What the task requires
Transcribe the material in full, exactly as written.

Provided information
--- Start ---

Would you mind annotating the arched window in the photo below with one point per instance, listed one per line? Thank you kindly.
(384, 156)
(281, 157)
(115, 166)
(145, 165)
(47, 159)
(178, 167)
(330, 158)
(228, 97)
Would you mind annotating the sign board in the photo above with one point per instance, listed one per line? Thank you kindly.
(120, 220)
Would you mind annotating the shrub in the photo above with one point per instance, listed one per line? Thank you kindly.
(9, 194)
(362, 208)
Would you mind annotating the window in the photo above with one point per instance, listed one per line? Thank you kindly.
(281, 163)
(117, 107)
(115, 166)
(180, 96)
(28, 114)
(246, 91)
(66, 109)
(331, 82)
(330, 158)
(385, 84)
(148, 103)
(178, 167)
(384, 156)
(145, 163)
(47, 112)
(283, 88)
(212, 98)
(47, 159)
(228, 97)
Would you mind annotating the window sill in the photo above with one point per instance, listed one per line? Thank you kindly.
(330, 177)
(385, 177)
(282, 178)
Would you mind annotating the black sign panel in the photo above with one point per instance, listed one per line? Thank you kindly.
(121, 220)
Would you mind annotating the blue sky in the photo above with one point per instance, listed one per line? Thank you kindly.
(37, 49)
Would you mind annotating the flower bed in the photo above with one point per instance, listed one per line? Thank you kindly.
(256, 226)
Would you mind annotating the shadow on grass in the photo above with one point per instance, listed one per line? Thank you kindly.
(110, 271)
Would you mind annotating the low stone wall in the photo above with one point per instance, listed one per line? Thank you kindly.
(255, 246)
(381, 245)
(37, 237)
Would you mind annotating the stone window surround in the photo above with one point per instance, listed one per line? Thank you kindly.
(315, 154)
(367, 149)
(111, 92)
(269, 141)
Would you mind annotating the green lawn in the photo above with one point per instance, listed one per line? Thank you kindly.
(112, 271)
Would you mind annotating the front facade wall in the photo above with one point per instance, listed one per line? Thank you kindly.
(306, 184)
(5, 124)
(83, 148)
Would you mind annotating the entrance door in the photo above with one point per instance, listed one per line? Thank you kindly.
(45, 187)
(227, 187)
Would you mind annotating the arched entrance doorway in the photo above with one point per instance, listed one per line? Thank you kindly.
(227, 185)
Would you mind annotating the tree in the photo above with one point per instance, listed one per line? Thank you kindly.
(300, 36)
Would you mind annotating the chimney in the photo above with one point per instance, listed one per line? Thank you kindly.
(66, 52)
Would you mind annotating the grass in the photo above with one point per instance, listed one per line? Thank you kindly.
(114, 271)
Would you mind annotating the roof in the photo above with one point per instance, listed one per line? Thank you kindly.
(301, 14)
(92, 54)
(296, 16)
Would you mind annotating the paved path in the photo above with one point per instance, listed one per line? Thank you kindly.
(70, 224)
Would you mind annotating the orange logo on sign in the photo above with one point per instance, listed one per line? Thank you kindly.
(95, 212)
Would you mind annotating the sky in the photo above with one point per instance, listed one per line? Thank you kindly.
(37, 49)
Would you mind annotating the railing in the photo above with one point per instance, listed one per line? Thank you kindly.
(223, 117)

--- End ---

Response
Would you mind annotating the arched window in the photo below with one point per instance, listed one per line? Thank you kindly.
(384, 156)
(281, 157)
(115, 166)
(145, 165)
(47, 159)
(178, 167)
(330, 158)
(228, 97)
Would you mind annotating the sign board in the photo above with one point per instance, listed one per line? Thank you kindly.
(120, 220)
Would you mind annotating the shrub in the photo above with one point per instance, listed one per line? Thank you kindly.
(9, 194)
(362, 208)
Would you mind annotating the window in the photo above with one point per instance, listed one per line? Thank you kindly.
(281, 163)
(117, 107)
(115, 166)
(180, 96)
(28, 114)
(246, 91)
(66, 109)
(331, 82)
(330, 158)
(385, 84)
(148, 103)
(178, 167)
(384, 156)
(145, 163)
(47, 112)
(283, 88)
(212, 98)
(47, 159)
(228, 97)
Would you mind annotating the window sill in the photo above with one point per instance, listed one per line? Thank you kindly.
(330, 177)
(385, 177)
(282, 178)
Would you mind annotating the black sign panel in the photo above with one point per instance, listed one per line? Thank you kindly.
(121, 220)
Would you mind annotating the blue sky in the photo above with one point per instance, listed one per line? Thank you kindly.
(37, 49)
Would you mind annotating the flower bed in the photo above with one point per instance, listed one per line? Thank you kindly.
(256, 226)
Would you mind annotating the shadow on grass in the photo above with one point per instance, listed one per line? Thank you kindly.
(110, 271)
Would you mind annotating the low stone wall in the photo above with one point per instance, listed one per line? Thank you kindly.
(255, 246)
(381, 245)
(37, 237)
Would you mind annotating the stone window surround in the photo above with one point per instance, listed one per line? Thank you kindly.
(315, 154)
(367, 149)
(111, 92)
(269, 141)
Would you mind annotating the green lawn in the photo above with one point per instance, listed one per line? Thank you kindly.
(112, 271)
Would you mind annotating the front facade wall in the photo above with one point per instance, listed one per line? Thank you kindly.
(306, 184)
(5, 124)
(83, 148)
Would you mind annotating the entrance door in the photo above with one point per instance, listed one per line? Thank you kindly.
(45, 187)
(227, 187)
Would you mind annotating the arched entrance doorway in the photo above with one point per instance, listed one per line? Thank you kindly.
(227, 185)
Would you mind annotating the tree in the photo above with one point per instance, listed one per line? Thank you kindly.
(300, 36)
Would you mind annotating the chimney in the photo above with one point per instance, listed one per line? Thank you kindly.
(66, 52)
Would you mind annotating the grass in the photo above with one point per instance, listed one per line? Thank you kindly.
(114, 271)
Would you mind annotating the roof in the photo above with one point per instance, listed one per line? Thank you kindly.
(301, 14)
(92, 54)
(296, 16)
Would you mind annotating the paved path in the photo above with one point per instance, listed one per line? Thank you kindly.
(70, 224)
Would you mind annotating the orange logo on sign in the photo above with one point per instance, listed one per line? Thank you kindly.
(95, 212)
Would you mind annotating the sky in the photo above with one point per instance, listed one per line? Thank you kindly.
(37, 49)
Would you mind annotating the railing in the photo above with one point per instance, listed one per line? Thank you kindly.
(223, 117)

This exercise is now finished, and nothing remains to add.